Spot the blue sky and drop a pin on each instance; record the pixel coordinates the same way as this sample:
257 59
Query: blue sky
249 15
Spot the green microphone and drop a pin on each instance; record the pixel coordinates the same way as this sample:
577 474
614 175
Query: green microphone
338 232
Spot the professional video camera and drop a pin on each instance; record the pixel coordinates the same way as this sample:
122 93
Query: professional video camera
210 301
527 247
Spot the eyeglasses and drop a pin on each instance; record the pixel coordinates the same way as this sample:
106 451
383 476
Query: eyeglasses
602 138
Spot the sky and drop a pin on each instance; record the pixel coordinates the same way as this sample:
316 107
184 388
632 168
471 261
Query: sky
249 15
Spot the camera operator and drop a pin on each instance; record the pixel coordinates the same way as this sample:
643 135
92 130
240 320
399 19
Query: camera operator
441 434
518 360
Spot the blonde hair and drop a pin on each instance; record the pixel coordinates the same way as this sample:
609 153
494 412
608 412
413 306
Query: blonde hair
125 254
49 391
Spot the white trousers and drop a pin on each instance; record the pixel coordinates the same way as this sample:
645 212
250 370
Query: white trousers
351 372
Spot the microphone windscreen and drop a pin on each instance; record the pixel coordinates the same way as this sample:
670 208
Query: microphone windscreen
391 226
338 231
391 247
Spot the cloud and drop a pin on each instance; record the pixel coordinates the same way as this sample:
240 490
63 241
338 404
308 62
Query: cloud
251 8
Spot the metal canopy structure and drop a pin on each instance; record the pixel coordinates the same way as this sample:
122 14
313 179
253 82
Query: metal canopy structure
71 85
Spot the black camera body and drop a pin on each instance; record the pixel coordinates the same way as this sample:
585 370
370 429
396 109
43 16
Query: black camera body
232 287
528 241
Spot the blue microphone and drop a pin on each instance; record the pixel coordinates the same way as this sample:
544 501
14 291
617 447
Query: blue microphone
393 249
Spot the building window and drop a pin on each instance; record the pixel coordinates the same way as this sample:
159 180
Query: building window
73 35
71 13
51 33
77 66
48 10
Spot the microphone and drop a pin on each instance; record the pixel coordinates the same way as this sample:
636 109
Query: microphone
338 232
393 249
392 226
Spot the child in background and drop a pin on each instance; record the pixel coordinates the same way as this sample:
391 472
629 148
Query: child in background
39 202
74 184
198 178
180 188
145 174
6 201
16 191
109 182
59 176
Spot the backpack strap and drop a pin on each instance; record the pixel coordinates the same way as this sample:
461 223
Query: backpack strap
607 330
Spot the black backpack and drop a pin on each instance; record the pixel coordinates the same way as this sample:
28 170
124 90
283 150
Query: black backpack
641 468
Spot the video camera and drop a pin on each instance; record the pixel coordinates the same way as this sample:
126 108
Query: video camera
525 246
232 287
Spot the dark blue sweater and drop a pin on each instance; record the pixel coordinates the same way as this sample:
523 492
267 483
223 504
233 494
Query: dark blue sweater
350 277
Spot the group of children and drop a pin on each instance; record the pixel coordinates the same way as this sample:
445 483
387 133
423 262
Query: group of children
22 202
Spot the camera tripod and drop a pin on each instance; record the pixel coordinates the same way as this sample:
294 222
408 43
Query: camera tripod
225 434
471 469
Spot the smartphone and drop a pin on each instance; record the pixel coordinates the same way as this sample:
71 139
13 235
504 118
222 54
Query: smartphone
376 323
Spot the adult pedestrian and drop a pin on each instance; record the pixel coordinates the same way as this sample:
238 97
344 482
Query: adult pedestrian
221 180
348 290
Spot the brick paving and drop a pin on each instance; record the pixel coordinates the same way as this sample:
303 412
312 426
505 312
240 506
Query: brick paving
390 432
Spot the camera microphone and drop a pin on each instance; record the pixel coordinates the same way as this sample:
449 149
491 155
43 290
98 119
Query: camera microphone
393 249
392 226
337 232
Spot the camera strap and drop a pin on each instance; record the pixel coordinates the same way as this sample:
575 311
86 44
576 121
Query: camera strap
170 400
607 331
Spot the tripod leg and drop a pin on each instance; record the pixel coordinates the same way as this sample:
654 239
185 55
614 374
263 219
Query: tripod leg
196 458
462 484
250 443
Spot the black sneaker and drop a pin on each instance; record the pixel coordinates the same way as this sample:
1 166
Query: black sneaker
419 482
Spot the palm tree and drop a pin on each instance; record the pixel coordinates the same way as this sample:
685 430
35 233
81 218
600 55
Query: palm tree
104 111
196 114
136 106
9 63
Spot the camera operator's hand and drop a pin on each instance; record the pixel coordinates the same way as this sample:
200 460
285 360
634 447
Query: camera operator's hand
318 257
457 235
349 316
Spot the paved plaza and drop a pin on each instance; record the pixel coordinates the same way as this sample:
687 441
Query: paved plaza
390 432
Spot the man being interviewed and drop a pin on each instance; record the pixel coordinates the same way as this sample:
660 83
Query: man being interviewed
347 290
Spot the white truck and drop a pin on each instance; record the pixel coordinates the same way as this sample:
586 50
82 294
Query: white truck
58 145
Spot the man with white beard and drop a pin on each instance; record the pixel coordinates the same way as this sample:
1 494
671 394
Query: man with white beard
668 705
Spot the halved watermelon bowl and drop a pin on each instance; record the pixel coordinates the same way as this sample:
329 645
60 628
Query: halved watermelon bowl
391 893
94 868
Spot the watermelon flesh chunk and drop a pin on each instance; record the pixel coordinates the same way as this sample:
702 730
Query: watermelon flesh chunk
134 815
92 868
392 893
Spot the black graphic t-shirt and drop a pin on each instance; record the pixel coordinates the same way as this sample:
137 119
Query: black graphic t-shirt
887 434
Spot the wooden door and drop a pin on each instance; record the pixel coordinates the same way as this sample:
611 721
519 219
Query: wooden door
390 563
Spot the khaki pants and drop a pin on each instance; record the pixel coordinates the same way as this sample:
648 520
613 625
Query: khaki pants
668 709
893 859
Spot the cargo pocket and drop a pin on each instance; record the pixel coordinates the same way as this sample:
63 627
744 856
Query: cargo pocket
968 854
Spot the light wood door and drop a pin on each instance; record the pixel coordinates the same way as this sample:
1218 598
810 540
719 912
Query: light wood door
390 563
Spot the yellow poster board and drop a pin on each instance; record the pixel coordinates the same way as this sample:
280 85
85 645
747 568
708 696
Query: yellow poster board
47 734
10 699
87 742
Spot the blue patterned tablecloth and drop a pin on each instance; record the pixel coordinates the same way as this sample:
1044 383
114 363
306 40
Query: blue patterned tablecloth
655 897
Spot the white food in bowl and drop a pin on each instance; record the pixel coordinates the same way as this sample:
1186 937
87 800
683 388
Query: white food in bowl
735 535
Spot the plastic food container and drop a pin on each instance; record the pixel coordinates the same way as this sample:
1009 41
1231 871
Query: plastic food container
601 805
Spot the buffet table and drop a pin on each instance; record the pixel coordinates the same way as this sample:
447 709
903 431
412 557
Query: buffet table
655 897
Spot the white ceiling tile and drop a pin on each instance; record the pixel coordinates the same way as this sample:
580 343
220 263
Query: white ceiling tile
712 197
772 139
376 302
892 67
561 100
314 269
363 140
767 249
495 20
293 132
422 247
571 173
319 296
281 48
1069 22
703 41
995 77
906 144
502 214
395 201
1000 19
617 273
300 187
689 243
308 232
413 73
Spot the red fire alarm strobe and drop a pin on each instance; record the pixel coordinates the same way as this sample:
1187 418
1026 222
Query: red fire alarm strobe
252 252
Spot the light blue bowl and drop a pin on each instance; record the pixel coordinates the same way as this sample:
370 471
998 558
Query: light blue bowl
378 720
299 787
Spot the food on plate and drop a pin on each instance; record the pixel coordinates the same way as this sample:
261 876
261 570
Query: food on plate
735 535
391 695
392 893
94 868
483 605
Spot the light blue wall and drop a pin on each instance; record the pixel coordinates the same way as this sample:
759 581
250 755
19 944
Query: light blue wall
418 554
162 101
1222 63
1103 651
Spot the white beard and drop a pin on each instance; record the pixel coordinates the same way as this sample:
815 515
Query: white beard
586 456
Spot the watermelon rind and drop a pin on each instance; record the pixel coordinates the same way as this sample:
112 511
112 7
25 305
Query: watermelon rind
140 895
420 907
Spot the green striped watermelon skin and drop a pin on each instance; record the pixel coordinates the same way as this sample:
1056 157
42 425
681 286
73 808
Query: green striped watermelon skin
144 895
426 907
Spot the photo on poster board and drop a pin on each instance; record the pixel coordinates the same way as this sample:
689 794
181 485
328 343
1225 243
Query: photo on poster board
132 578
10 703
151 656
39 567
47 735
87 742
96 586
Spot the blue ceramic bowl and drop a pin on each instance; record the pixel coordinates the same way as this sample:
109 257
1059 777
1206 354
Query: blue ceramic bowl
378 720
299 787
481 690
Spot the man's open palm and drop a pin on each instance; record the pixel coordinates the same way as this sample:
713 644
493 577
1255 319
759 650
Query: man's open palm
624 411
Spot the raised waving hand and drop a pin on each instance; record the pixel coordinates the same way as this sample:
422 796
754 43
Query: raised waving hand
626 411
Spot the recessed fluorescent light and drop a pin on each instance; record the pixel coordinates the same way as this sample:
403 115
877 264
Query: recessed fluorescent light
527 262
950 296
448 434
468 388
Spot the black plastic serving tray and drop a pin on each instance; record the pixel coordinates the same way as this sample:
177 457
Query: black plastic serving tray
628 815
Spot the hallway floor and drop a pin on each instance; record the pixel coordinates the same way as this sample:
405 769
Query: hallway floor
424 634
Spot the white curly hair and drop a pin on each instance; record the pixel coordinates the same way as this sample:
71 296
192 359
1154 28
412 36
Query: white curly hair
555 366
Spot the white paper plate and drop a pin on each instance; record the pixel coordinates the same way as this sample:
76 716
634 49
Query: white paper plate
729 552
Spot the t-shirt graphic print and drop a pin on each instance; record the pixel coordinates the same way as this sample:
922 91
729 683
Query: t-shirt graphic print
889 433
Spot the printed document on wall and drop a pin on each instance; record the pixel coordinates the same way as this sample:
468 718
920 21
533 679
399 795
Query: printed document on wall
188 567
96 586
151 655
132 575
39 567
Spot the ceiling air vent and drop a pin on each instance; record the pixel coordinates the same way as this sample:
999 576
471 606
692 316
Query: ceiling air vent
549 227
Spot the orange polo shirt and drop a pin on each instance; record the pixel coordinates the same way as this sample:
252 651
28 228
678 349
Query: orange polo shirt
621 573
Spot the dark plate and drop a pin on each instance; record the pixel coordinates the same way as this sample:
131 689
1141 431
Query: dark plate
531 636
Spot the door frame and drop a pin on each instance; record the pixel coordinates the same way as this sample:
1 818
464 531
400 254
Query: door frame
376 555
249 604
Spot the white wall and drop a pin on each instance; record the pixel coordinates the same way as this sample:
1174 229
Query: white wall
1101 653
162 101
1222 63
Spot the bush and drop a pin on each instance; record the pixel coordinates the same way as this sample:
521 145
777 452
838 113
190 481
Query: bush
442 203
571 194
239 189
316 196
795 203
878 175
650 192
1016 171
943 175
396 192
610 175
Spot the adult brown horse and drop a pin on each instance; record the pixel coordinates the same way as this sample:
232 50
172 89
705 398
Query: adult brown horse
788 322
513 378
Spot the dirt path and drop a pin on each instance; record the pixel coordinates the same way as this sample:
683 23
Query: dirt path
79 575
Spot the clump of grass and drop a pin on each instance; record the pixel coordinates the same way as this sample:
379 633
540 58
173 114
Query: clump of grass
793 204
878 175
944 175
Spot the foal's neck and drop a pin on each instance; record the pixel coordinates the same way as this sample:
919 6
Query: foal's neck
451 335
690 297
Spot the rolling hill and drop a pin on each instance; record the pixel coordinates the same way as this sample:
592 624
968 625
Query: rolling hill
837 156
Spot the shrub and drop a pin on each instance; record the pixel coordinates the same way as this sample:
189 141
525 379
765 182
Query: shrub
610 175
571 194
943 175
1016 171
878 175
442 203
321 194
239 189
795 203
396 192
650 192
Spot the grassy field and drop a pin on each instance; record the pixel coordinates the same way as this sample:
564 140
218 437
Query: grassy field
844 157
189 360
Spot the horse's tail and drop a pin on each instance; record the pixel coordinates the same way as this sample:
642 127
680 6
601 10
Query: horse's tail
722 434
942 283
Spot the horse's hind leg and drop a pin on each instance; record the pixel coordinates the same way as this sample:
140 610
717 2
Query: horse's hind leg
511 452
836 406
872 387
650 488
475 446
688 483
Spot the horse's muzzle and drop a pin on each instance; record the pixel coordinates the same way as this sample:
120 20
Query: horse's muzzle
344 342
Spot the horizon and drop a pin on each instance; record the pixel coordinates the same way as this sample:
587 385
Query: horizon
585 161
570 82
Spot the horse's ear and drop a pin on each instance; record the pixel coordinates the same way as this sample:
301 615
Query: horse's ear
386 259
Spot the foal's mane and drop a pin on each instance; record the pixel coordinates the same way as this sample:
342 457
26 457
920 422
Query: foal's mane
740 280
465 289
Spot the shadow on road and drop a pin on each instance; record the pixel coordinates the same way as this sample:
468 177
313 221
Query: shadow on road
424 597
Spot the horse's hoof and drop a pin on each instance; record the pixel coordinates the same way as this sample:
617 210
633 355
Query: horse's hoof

=-=-=-=-=

_TO BE DONE_
Could you quote, exactly as they appear, the line containing "Spot the horse's tail" and every line after it to the end of the records above?

_THE COMPLETED TASK_
Spot the horse's tail and drop a pin on each instance; record the pixel coordinates the same way as this sample:
642 127
680 6
601 10
Query: horse's tail
722 434
942 283
Spot the horse's hind leg and drop a pin on each instance; record the pixel coordinates the same way as this sample:
140 610
717 2
Query: horse's hind leg
511 452
836 406
872 387
650 488
475 446
688 483
Spot the horse's muzzle and drop a pin on each instance; record the pixel coordinates the same way as this sample:
120 20
Query: horse's muzzle
344 342
Spot the horizon and drop a pin on each instance; record the pixel coordinates the same way as this sample:
587 385
Query: horizon
585 161
570 82
Spot the horse's ear and drop a pin on each instance; record the pixel coordinates the same way as this sample:
301 615
Query: horse's ear
386 259
Spot the foal's mane and drop a pin on each instance; record the pixel coordinates the same way as this sample:
342 457
26 457
920 422
Query: foal's mane
740 280
465 289
Spot the shadow on road and drop a pin on each instance; record the pixel coordinates the same way as this sample:
468 177
313 221
Query: shadow on road
424 597
Spot the horse's hoof and drop a pin on each instance; record the pixel coordinates the same way as this sample:
617 210
633 355
Query: horse's hoof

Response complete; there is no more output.